Data listing
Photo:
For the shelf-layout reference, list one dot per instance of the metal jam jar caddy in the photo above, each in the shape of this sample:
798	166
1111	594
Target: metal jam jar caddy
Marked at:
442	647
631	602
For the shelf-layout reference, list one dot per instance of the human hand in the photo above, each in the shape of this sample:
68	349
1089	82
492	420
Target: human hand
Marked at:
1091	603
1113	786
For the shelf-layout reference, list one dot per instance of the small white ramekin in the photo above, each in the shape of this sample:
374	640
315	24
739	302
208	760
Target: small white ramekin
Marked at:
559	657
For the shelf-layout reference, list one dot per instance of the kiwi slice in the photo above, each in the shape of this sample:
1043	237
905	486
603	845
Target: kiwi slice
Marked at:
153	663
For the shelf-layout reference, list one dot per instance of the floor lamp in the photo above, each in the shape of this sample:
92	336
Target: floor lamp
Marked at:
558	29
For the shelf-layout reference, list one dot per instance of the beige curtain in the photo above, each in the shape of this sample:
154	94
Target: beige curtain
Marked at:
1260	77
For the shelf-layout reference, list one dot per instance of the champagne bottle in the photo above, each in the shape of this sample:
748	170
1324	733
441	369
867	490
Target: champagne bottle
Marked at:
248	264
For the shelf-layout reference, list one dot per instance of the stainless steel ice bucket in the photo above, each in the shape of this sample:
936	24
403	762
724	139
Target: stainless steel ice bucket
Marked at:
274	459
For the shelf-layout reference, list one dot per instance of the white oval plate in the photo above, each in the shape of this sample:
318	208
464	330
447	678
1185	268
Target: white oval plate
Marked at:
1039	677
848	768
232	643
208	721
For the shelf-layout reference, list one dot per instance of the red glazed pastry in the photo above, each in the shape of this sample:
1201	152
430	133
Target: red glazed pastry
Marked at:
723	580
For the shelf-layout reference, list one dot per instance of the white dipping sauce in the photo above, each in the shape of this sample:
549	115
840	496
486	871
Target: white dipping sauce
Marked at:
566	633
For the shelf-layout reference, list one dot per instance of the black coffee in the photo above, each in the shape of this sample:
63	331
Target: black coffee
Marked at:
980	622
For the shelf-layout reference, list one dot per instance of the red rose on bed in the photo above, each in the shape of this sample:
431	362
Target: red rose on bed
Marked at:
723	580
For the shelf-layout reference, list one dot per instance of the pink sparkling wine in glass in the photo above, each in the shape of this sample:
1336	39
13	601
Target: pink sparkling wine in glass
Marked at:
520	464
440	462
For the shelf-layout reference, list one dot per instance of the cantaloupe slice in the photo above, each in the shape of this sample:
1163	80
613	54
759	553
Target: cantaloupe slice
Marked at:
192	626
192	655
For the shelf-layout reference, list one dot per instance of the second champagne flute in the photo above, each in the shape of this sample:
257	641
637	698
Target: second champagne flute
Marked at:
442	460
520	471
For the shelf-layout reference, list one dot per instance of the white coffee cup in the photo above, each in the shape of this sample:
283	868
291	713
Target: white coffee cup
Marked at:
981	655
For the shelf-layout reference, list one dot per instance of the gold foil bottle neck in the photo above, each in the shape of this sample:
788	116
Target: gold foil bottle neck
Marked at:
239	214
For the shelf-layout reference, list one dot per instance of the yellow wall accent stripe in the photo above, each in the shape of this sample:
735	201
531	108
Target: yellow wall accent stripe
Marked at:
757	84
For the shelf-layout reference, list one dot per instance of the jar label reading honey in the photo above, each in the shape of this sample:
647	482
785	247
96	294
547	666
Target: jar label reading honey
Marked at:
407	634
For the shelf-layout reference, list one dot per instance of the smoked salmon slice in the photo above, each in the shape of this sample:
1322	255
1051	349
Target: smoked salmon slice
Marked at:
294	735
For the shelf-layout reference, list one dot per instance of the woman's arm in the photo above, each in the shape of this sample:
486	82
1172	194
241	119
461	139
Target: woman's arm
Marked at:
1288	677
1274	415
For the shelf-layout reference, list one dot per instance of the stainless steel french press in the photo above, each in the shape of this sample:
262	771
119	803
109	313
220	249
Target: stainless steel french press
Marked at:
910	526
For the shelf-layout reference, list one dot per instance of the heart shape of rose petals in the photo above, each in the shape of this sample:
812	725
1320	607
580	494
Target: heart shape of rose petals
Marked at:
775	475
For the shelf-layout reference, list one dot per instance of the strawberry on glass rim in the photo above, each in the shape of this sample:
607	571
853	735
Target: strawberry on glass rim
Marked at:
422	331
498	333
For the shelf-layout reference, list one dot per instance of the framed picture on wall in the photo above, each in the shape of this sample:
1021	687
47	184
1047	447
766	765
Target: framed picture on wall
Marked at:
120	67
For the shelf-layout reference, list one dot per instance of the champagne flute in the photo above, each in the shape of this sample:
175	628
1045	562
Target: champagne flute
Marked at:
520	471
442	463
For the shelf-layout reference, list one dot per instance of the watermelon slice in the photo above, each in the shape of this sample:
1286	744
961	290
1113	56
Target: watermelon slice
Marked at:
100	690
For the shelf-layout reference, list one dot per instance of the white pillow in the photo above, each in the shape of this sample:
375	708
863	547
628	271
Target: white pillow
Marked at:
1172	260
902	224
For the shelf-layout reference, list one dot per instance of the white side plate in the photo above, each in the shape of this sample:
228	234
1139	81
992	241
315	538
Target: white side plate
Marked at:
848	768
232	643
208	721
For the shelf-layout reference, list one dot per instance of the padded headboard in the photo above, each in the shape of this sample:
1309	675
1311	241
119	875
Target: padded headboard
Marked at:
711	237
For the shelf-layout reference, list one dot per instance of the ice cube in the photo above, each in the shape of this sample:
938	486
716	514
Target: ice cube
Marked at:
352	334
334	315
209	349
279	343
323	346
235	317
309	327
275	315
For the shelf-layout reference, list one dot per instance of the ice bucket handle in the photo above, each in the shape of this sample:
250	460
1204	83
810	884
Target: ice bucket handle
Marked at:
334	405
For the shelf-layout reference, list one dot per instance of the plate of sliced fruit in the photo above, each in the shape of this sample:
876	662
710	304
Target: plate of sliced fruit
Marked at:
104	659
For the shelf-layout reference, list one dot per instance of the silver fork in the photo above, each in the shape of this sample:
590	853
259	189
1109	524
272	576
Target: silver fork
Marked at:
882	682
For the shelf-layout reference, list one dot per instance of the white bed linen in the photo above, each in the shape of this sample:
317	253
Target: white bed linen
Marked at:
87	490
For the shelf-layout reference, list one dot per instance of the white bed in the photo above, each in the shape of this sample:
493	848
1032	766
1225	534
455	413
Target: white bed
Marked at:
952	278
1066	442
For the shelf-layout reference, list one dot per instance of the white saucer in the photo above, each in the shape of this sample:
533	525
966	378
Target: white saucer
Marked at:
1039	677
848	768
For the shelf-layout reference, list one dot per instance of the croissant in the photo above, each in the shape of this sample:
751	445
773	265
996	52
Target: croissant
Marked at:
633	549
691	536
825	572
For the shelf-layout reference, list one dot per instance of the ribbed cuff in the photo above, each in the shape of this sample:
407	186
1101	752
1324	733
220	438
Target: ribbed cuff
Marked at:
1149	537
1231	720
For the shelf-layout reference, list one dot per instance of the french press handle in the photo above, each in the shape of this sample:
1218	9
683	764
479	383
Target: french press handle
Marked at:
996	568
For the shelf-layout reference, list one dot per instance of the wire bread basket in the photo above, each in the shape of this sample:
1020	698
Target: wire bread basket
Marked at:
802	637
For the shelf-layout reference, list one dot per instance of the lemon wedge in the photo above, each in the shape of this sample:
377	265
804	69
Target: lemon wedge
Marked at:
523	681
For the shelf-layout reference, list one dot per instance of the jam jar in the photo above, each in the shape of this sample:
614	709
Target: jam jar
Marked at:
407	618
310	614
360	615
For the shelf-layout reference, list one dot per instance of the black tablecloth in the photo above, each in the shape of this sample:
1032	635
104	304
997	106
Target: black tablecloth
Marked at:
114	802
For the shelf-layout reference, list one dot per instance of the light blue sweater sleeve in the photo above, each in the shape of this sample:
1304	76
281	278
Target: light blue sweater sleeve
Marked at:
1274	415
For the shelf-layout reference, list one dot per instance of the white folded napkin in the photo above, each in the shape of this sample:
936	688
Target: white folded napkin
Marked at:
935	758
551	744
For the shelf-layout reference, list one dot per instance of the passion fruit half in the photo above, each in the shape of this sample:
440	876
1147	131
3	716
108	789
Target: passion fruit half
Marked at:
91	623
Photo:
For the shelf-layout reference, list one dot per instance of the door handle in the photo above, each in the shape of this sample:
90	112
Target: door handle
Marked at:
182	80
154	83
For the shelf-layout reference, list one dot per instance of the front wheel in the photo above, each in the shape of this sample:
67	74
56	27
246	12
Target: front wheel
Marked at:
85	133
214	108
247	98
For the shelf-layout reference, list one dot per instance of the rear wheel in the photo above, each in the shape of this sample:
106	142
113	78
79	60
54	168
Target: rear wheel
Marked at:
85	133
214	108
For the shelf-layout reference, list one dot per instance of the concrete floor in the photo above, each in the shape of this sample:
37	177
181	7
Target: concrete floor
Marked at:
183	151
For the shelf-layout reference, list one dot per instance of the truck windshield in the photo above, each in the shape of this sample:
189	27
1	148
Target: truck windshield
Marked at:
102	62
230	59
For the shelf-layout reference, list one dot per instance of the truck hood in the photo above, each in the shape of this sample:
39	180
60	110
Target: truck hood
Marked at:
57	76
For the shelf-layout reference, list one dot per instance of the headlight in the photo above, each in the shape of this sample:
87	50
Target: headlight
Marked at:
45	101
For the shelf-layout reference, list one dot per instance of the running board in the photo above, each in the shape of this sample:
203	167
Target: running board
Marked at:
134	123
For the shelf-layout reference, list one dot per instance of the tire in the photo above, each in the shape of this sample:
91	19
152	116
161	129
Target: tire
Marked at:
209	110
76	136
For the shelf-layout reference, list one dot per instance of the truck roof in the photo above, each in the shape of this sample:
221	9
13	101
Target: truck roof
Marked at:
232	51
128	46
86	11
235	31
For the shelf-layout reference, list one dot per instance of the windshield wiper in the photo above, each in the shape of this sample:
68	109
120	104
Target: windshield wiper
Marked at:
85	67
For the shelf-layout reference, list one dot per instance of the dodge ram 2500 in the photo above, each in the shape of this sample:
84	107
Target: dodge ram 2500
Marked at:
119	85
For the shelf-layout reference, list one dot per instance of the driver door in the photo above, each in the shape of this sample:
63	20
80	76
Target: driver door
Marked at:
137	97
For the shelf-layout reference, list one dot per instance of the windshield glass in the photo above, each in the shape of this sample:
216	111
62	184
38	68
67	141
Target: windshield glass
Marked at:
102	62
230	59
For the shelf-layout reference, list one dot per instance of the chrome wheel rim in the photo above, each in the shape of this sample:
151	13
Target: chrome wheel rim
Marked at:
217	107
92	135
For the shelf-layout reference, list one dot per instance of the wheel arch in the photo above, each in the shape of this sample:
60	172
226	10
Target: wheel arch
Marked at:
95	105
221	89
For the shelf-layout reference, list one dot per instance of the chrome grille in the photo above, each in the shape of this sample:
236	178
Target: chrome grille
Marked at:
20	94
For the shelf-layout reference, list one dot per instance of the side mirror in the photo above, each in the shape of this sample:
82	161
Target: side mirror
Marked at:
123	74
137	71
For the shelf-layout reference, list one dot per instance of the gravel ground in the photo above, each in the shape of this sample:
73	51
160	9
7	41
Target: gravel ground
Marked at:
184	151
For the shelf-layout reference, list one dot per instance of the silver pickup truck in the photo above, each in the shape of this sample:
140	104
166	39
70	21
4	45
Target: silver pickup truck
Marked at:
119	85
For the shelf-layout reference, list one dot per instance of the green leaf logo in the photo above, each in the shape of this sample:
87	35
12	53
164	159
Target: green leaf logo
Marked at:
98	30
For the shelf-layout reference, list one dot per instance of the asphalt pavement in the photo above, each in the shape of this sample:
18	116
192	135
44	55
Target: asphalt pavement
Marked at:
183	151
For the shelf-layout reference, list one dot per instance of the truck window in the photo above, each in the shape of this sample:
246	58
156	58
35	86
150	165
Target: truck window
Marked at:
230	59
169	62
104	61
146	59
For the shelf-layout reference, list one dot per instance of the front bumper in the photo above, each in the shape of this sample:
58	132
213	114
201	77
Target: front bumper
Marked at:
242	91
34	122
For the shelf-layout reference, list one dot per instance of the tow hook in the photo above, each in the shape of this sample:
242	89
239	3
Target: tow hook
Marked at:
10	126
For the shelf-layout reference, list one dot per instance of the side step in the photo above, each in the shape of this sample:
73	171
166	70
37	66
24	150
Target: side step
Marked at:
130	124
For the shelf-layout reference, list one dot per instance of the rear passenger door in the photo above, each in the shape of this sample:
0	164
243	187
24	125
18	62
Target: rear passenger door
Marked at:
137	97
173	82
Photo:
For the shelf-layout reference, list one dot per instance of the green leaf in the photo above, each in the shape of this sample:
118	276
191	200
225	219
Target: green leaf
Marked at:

Work to complete
Return the lines above that include the string "floor".

Expected answer
For the shelf-layout reference, list one dot per instance of the floor lamp in the photo above, each in the shape of this sample:
Target: floor lamp
For the shelf-layout reference, list one dot per instance of the concrete floor in the photo above, each in the shape of this sample:
Target: concrete floor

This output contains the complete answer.